TAMPA, Fla. — What if one single text message could help provide comfort for a person dealing with mental health issues?
Sending a text message to a loved one or friend is a simple way to let them know you're thinking about them and that you care, especially if they didn't know that's what they needed.
Cope Notes, a Tampa-based company, combines psychology and "lived experience" to send personalized text messages to every single one of its users.
"Probably the number one thing that kept me from actually looking into getting help for my mental health issues -- I didn't want people to label me or have this image of what they thought I would look like or act like," Johnny Crowder, founder of Cope Notes, said.
Cope Notes provides support
Background in Mental Health
Crowder comes from a background of dealing with mental health issues and can tell users from personal experience how challenging it can be, not just for the person, but for his or her loved ones as well.
"I had OCD and it was pretty intrusive, so I didn't touch a human for years," Crowder said. "I didn't touch hands or doorknobs, or any of my food."
He said he was experiencing many very pronounced bipolar symptoms.
"I knew I was feeling different, but I sort of kept sweeping everything under the rug and wanting things to disappear, or wanting to blend in with everyone else. And unfortunately, neither of those things happened."
Crowder went on to study psychology. He used his experience over the years with peer counseling through the National Alliance on Mental Illness to create a company that could provide support for others going through their own mental health struggles.

MATERIAL SUPPLIED -
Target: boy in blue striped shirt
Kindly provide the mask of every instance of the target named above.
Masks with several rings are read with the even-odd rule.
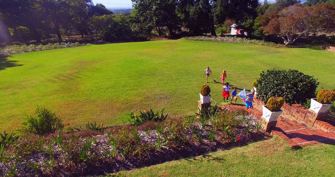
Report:
[[[255,95],[255,90],[254,89],[251,90],[251,92],[249,93],[247,95],[247,100],[246,100],[246,107],[247,109],[249,109],[249,107],[251,109],[254,108],[254,106],[252,105],[252,102],[254,102],[254,95]]]

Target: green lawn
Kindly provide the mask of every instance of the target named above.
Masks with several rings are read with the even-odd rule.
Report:
[[[0,59],[0,131],[18,127],[39,104],[72,125],[123,124],[130,112],[150,108],[192,114],[207,66],[211,82],[225,69],[227,81],[240,88],[250,89],[262,71],[275,68],[298,69],[318,79],[319,88],[331,88],[334,59],[328,51],[183,39],[15,55]],[[222,86],[209,84],[221,100]]]
[[[292,150],[276,137],[109,176],[334,176],[335,142]]]

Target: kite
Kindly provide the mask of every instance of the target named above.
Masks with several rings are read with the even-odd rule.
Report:
[[[218,104],[225,105],[226,104],[229,104],[230,103],[231,103],[233,100],[234,99],[235,99],[235,98],[241,98],[241,100],[242,100],[242,101],[243,101],[243,102],[245,103],[246,100],[247,100],[247,97],[248,96],[247,96],[247,94],[246,93],[246,89],[245,88],[243,90],[241,91],[241,92],[239,93],[239,94],[237,94],[237,95],[235,96],[235,97],[231,99],[230,100],[230,101],[229,102],[227,102],[228,101],[228,100],[227,100],[225,102],[218,103],[214,101],[214,100],[211,97],[211,99],[212,101],[214,101],[214,102],[215,102],[216,103]]]
[[[245,88],[243,90],[241,91],[241,92],[237,94],[237,97],[241,99],[242,101],[244,103],[246,102],[246,100],[247,100],[247,94],[246,93],[246,89]]]

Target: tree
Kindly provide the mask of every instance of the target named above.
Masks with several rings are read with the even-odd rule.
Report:
[[[94,29],[96,34],[103,36],[108,30],[108,26],[113,22],[115,17],[113,14],[94,16],[88,21],[88,26]]]
[[[295,4],[299,4],[299,0],[276,0],[276,3],[271,5],[266,9],[266,13],[275,11],[279,12],[282,9]]]
[[[170,36],[174,35],[180,22],[177,15],[177,0],[132,0],[133,15],[139,22],[151,24],[157,28],[159,36],[166,26]]]
[[[334,0],[307,0],[304,3],[304,5],[306,6],[312,6],[316,5],[318,4],[323,4],[324,3],[335,3]]]
[[[262,17],[262,22],[268,23],[264,32],[275,34],[284,40],[285,45],[310,32],[335,31],[335,5],[323,4],[306,7],[295,4],[272,15]],[[269,21],[269,20],[271,19]]]

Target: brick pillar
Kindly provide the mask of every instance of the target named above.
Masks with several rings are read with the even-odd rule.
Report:
[[[262,120],[261,122],[262,122],[262,128],[265,131],[271,131],[271,130],[273,129],[274,127],[276,127],[276,125],[277,125],[276,120],[275,121],[268,122],[263,117],[261,117],[261,118],[262,119]]]
[[[206,109],[208,109],[210,107],[210,102],[208,103],[203,103],[200,100],[198,101],[198,108],[199,108],[198,110],[198,112],[199,112],[199,109],[202,110],[203,108],[205,108]]]

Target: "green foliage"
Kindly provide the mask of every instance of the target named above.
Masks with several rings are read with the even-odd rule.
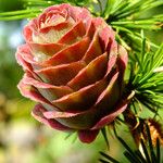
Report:
[[[134,101],[156,113],[163,106],[163,45],[151,51],[142,38],[141,51],[133,51],[129,57],[128,87],[136,92]]]
[[[129,145],[126,143],[121,137],[117,137],[118,141],[123,145],[125,148],[124,155],[128,160],[128,163],[162,163],[161,158],[161,145],[160,139],[156,139],[156,148],[154,148],[152,140],[151,140],[151,134],[149,130],[149,126],[146,125],[146,133],[147,133],[147,141],[145,141],[142,138],[140,139],[140,146],[136,150],[131,149]],[[121,163],[120,161],[115,160],[109,154],[105,154],[103,152],[100,152],[102,159],[99,161],[101,163]]]

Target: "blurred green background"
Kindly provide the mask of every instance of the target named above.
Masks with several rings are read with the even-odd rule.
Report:
[[[18,0],[0,0],[0,12],[23,8]],[[16,88],[23,71],[15,61],[15,51],[23,43],[22,29],[26,23],[0,21],[0,163],[97,163],[99,151],[106,150],[101,135],[92,145],[83,145],[75,135],[65,139],[67,134],[43,126],[30,116],[35,103],[24,99]],[[161,42],[161,34],[149,37]],[[127,129],[122,133],[124,137],[127,134]],[[122,156],[122,147],[113,138],[110,150],[113,156]]]

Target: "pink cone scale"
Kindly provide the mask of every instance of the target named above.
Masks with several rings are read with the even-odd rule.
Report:
[[[37,102],[32,114],[92,142],[127,108],[122,91],[128,57],[114,30],[87,9],[65,3],[46,9],[23,34],[18,89]]]

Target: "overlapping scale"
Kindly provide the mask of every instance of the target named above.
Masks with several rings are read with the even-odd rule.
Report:
[[[60,4],[30,21],[24,36],[16,59],[26,75],[18,88],[38,102],[33,115],[93,141],[128,104],[122,100],[127,52],[113,29],[84,8]]]
[[[66,85],[68,80],[74,78],[77,73],[85,67],[82,61],[73,62],[71,64],[62,64],[58,66],[49,66],[39,71],[35,71],[45,83],[54,86]]]
[[[91,85],[101,79],[106,71],[108,53],[96,58],[83,68],[67,85],[74,90]]]

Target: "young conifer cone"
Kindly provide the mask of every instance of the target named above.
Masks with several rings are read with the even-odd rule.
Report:
[[[53,5],[24,28],[16,59],[18,89],[38,104],[33,115],[54,129],[91,142],[127,106],[123,99],[126,50],[103,18],[71,4]]]

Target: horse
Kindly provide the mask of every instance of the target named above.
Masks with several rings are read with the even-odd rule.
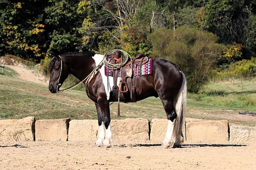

TASK BRIEF -
Pick up the news story about Cope Notes after its last sentence and keep it going.

TASK OUTPUT -
In October 2017, he sent a single, unsolicited text message to some members of his friend group, along with a positive and uplifting message to see how they would respond.
"Everyone responded differently, but a common thread was, how did you know I needed that?" Crowder said. "When I spoke to them about it afterward, I was like that was your brain that did that. And they felt so empowered that it wasn't me doing research and looking stuff up about what was going on in their life, it was their brain that applied it."
Crowder turned that concept into a company.
On March 1, 2018, the company sent its first text message to a subscriber. Cope Notes has since sent text messages to 15 different countries in the last two months.
"It took a really long time to get that international piece figured out, and once we finally enabled it, it was crazy," Crowder added. "People from South Africa and Chile and Argentina using this."
How does it work?
Cope Notes functions as a mental resource via the cellphone in your pocket. People can either sign up for the service themselves or for other people who are struggling.
"I really wanted to make sure there was an option for people to give a subscription to a friend or family member," Crowder said. "Because I remember times in my life when I was really struggling, and my friends and family had no idea what to do."
Crowder says Cope Notes doesn't ask for any personal information, just a number to text. Users are given the option to try a test period for free or sign someone else up with a gift subscription. Users can decide from there if they would like to continue to receive texts through the service by signing up for an account.
If the user decides to sign up for the subscription, personalized content is created for each user.
"When you receive a text, no one else in the world is receiving that text on that day at that time," Crowder said. "It feels intentional when you're the only person in the world to get that text at that time, and that really, really, lets your brain go, ok, we gotta apply this. Cuz this wasn't an accident."
The strategy
Crowder says one of the things that makes Cope Notes so successful is that the service is 'understanding' and relatable.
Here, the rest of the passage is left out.